> WORK INSTRUCTIONS: Gather, from the listing beneath this task, every line holding the string "white".

> PROVIDED RECORDS:

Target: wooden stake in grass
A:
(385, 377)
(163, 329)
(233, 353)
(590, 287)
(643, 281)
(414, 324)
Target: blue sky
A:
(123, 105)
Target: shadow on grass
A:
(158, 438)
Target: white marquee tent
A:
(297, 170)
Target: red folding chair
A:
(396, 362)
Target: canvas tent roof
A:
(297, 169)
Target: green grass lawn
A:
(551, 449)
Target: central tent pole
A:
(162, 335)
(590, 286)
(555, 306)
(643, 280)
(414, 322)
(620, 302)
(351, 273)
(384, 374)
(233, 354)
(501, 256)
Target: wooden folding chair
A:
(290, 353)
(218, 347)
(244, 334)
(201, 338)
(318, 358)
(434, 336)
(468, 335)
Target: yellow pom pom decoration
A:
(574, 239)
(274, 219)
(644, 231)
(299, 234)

---

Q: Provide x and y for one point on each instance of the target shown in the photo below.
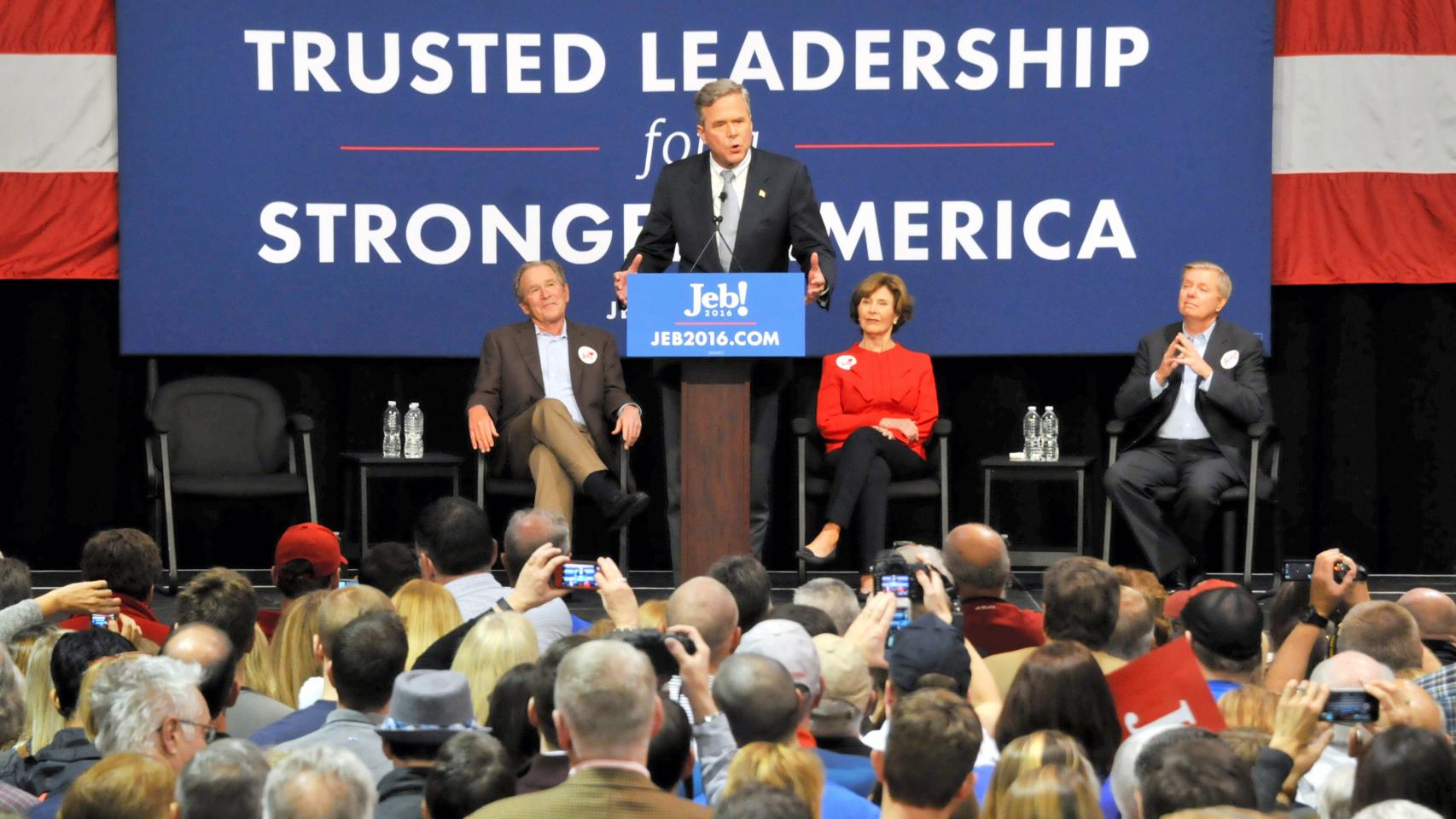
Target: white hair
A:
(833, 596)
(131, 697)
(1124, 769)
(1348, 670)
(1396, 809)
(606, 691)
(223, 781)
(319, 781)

> EXPECTED ANSWER:
Target: white marquee tent
Target: white hair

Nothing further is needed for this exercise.